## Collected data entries
• • • •

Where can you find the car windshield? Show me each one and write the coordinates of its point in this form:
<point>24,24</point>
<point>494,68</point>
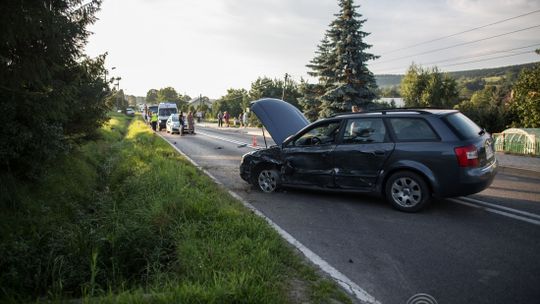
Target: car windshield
<point>322,134</point>
<point>167,111</point>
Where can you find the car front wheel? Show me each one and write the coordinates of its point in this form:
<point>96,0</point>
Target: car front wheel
<point>267,179</point>
<point>407,191</point>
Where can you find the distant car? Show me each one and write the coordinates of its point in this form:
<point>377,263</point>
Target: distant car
<point>408,156</point>
<point>173,124</point>
<point>165,109</point>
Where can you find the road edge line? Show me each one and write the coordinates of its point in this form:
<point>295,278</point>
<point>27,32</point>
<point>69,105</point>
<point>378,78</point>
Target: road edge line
<point>335,274</point>
<point>496,211</point>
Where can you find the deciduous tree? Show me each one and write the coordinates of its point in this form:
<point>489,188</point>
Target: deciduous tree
<point>51,94</point>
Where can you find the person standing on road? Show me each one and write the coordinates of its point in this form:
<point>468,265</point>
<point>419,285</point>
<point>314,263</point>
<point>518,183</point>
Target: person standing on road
<point>154,120</point>
<point>220,120</point>
<point>244,119</point>
<point>191,125</point>
<point>181,123</point>
<point>226,117</point>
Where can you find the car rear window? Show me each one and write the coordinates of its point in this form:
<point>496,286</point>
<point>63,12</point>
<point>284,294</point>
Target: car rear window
<point>413,129</point>
<point>465,128</point>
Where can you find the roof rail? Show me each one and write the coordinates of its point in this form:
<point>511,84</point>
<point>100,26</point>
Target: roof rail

• • • •

## EXERCISE TASK
Rewrite all of these lines, swapping "deciduous tree" for "leafy tree" and changing nothing else. Leave the pictures out of your answer.

## ANSWER TO THIS EXERCISE
Where can you find the car windshield? Show me each one and write the coordinates of its point in this form:
<point>24,24</point>
<point>494,68</point>
Target: car windshield
<point>322,134</point>
<point>167,111</point>
Where can you find the car front wheel? Show me each one and write the coordinates of its point in this form:
<point>96,0</point>
Target: car front wheel
<point>267,179</point>
<point>407,191</point>
Where can you find the distant car? Show me each one and write the coordinates of its point in this form:
<point>377,263</point>
Target: distant car
<point>408,156</point>
<point>173,124</point>
<point>165,109</point>
Where can you find the road edge line? Show me each one and write the coordinates of its point in this form:
<point>295,278</point>
<point>27,32</point>
<point>69,105</point>
<point>378,78</point>
Target: road edge line
<point>335,274</point>
<point>496,211</point>
Where can you find the leafy tree? Show me each one and write the coordinates of its point in this form:
<point>489,188</point>
Target: leafy tree
<point>51,94</point>
Where can you find the person standing on road? Show me each one and write the coordinates of its point in this form:
<point>468,265</point>
<point>419,285</point>
<point>314,263</point>
<point>518,183</point>
Target: person standing on road
<point>154,120</point>
<point>220,120</point>
<point>244,119</point>
<point>191,125</point>
<point>181,123</point>
<point>226,117</point>
Where can you find the car rear window? Show me each one and write the coordinates of its point in this form:
<point>496,286</point>
<point>63,12</point>
<point>284,294</point>
Target: car rear window
<point>413,129</point>
<point>465,128</point>
Where can you find the roof rail? Show me each one and write the coordinates of its point in this form:
<point>511,84</point>
<point>100,26</point>
Target: roof rail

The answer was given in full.